▶ [GIVEN PASSAGE]
United States District Court, W.D. Washington, Seattle

July 22, 2019

WEYERHAEUSER COMPANY, Plaintiff,
v.
NOVAE SYNDICATE 2007, et al., Defendants.

          ORDER TO SHOW CAUSE WHY THIS CASE SHOULD NOT BE DISMISSED AS NONJUSTICIABLE

          THE HONORABLE JAMES L. ROBART U.S. DISTRICT COURT JUDGE

         Plaintiff Weyerhaeuser Company (“Weyerhaeuser”) seeks a judgment under the Declaratory Judgment Act, 28 U.S.C. § 2201, that Weyerhaeuser is not required to arbitrate any coverage dispute that may arise under the excess liability policies it purchased from Defendants Novae Syndicate 2007, Apollo Liability Consortium 9984, ANV Casualty Consortium 9148, SCOR UK Company Ltd., Starstone Syndicate 1301, Hiscox Dedicated Corporate Member Limited as representative member of Syndicate 33 at Lloyd's, and Starr Underwriting Agents Ltd. (collectively, “Defendants”). (See generally Compl. (Dkt. # 1).) For the reasons discussed below, the court ORDERS the parties to show cause, within seven days of the filing date of this order, why this action should not be dismissed as nonjusticiable.

▶ [EXERCISE DIRECTIONS] Rewrite the court order from the words "Plaintiff Weyerhaeuser Company" through "dismissed as nonjusticiable.", substituting "fourteen days" for "seven days".

▶ [SUPPLIED MATERIAL]
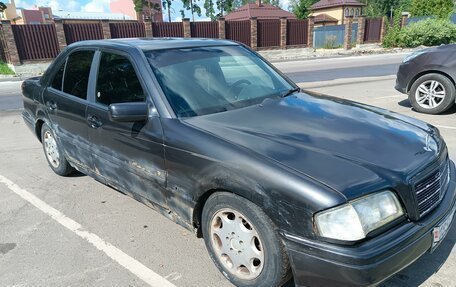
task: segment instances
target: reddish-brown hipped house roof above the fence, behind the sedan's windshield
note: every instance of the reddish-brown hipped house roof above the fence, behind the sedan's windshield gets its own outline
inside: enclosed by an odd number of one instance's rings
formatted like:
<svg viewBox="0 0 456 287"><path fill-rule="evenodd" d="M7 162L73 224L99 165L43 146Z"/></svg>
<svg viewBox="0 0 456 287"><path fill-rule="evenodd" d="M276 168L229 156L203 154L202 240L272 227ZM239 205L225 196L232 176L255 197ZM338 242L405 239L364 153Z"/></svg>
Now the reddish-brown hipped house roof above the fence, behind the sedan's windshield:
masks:
<svg viewBox="0 0 456 287"><path fill-rule="evenodd" d="M225 16L226 20L248 20L252 17L257 19L280 19L286 17L288 19L296 19L296 16L288 11L282 10L279 7L256 3L249 3L239 7L233 12Z"/></svg>

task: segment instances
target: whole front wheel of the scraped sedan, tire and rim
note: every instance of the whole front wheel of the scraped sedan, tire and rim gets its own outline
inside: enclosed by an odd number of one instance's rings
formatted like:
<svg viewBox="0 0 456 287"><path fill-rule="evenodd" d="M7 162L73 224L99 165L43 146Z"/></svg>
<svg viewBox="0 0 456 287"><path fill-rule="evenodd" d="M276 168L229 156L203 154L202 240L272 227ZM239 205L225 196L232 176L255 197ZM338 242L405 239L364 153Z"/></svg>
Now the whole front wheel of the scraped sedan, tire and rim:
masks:
<svg viewBox="0 0 456 287"><path fill-rule="evenodd" d="M202 231L212 261L234 285L282 286L291 278L273 222L252 202L232 193L213 194L203 208Z"/></svg>

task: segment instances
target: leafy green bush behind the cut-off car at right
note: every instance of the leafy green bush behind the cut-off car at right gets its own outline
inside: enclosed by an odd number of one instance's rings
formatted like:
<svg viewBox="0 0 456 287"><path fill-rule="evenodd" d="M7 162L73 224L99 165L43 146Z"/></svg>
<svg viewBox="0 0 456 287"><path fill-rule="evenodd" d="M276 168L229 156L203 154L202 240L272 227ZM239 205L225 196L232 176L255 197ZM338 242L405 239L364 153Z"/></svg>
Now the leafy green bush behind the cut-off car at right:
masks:
<svg viewBox="0 0 456 287"><path fill-rule="evenodd" d="M403 29L389 27L383 41L385 47L414 48L456 42L456 24L447 19L426 19Z"/></svg>

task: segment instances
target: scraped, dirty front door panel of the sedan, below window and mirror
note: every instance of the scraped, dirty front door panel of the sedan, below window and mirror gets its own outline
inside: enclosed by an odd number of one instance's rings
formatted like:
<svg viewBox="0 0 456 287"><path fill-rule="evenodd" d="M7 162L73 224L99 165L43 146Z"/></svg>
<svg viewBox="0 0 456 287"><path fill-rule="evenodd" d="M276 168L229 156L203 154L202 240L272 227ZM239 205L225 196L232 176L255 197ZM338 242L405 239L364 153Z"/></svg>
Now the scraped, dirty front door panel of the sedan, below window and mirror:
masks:
<svg viewBox="0 0 456 287"><path fill-rule="evenodd" d="M146 123L119 123L109 119L106 107L90 105L88 117L96 117L99 127L88 124L95 172L110 185L166 207L163 136L160 120Z"/></svg>

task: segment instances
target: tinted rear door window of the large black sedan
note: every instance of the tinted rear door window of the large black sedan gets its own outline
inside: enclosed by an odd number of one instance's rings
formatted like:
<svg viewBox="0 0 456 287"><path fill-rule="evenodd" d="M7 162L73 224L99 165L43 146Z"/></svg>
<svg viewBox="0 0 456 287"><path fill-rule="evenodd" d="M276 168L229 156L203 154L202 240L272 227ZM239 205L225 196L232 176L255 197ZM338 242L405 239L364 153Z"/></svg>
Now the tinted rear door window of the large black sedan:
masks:
<svg viewBox="0 0 456 287"><path fill-rule="evenodd" d="M90 67L94 51L77 51L67 60L63 91L81 99L87 99Z"/></svg>

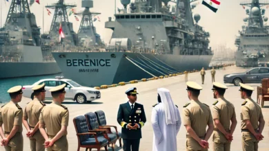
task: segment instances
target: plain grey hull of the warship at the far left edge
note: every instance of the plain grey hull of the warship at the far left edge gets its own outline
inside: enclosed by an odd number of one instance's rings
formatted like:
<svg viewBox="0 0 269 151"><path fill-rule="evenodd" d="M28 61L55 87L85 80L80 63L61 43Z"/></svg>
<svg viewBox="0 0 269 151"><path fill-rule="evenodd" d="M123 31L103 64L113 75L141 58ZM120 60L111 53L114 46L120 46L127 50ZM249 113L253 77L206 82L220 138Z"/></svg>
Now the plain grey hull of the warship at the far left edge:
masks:
<svg viewBox="0 0 269 151"><path fill-rule="evenodd" d="M1 62L0 79L61 73L56 62Z"/></svg>

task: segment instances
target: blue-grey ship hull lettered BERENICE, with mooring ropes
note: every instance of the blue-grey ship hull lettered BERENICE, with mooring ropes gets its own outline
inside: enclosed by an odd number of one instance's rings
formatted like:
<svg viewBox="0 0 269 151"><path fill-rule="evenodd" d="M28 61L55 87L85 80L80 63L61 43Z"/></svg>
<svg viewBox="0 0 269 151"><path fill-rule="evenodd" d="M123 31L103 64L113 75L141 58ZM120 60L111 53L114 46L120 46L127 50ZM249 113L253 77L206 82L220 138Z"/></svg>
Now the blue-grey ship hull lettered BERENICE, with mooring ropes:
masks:
<svg viewBox="0 0 269 151"><path fill-rule="evenodd" d="M52 52L65 78L84 86L118 84L181 71L207 68L205 56L138 54L127 52Z"/></svg>

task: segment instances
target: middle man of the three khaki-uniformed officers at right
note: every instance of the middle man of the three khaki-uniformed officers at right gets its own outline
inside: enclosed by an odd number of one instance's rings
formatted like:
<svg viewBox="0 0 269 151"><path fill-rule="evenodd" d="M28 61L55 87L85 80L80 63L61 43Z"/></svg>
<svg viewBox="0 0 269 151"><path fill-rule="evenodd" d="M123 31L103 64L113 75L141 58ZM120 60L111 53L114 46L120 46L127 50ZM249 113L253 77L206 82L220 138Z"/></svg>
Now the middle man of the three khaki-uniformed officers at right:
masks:
<svg viewBox="0 0 269 151"><path fill-rule="evenodd" d="M214 151L230 151L232 134L237 126L235 106L224 97L227 86L219 82L213 82L213 95L217 101L212 106L212 117L214 120L213 142ZM232 121L232 124L230 124Z"/></svg>

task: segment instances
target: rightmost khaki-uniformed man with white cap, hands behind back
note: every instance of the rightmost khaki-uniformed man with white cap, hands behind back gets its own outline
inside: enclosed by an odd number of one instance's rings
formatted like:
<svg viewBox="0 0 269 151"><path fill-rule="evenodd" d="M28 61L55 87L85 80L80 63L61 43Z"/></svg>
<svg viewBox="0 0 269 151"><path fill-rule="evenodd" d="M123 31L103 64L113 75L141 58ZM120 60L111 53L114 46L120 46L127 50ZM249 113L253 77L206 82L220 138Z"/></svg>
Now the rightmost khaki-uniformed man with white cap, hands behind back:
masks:
<svg viewBox="0 0 269 151"><path fill-rule="evenodd" d="M242 148L243 151L257 151L258 143L263 139L265 121L261 107L251 95L254 89L246 84L239 83L241 88L241 98L245 100L241 106L241 132L242 132Z"/></svg>

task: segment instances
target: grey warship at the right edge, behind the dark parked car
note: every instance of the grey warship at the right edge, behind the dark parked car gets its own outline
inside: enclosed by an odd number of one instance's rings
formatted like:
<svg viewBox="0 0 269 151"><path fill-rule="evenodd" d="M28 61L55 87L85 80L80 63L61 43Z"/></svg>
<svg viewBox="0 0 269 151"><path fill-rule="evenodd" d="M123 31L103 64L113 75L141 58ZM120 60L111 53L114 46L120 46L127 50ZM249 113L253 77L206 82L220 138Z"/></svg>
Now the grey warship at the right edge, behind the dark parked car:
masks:
<svg viewBox="0 0 269 151"><path fill-rule="evenodd" d="M264 16L266 10L262 9L268 4L268 1L259 0L240 3L244 9L247 8L247 16L235 39L238 47L235 54L237 67L257 67L258 63L268 62L269 26L264 23L268 21L268 17Z"/></svg>

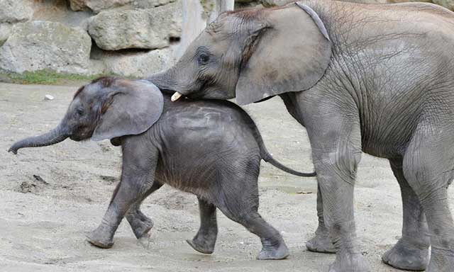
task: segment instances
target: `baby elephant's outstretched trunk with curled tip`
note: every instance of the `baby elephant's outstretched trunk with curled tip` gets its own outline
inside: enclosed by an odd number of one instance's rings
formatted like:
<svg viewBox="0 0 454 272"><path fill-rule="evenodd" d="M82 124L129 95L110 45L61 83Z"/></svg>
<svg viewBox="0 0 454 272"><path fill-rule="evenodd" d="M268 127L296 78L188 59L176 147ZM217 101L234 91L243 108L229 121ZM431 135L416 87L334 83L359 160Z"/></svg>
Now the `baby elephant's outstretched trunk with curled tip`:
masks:
<svg viewBox="0 0 454 272"><path fill-rule="evenodd" d="M64 131L62 125L58 125L57 128L50 130L50 132L43 135L28 137L26 139L20 140L10 147L8 152L13 152L17 154L18 149L23 147L46 147L48 145L55 145L59 142L62 142L67 137L68 133Z"/></svg>

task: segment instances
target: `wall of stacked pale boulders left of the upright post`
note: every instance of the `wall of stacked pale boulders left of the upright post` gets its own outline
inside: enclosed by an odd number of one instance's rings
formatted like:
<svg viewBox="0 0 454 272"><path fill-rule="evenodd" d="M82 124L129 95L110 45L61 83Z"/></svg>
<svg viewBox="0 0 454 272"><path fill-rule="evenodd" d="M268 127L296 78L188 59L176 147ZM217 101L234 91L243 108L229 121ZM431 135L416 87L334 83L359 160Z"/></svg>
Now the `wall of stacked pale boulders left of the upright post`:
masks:
<svg viewBox="0 0 454 272"><path fill-rule="evenodd" d="M182 0L0 0L0 69L144 77L181 30Z"/></svg>

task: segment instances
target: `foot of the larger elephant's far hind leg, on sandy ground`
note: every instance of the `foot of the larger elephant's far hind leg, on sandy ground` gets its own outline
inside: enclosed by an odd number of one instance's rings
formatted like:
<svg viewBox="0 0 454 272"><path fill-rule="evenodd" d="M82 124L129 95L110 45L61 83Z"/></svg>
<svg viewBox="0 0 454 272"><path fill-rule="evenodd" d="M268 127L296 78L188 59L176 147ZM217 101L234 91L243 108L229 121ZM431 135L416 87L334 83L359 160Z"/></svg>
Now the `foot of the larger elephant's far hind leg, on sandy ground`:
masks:
<svg viewBox="0 0 454 272"><path fill-rule="evenodd" d="M428 246L421 248L421 246L415 246L401 238L392 249L383 254L382 260L397 269L424 271L429 261Z"/></svg>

▶ [ANSWER]
Plaintiff Weyerhaeuser Company (“Weyerhaeuser”) seeks a judgment under the Declaratory Judgment Act, 28 U.S.C. § 2201, that Weyerhaeuser is not required to arbitrate any coverage dispute that may arise under the excess liability policies it purchased from Defendants Novae Syndicate 2007, Apollo Liability Consortium 9984, ANV Casualty Consortium 9148, SCOR UK Company Ltd., Starstone Syndicate 1301, Hiscox Dedicated Corporate Member Limited as representative member of Syndicate 33 at Lloyd's, and Starr Underwriting Agents Ltd. (collectively, “Defendants”). (See generally Compl. (Dkt. # 1).) For the reasons discussed below, the court ORDERS the parties to show cause, within fourteen days of the filing date of this order, why this action should not be dismissed as nonjusticiable.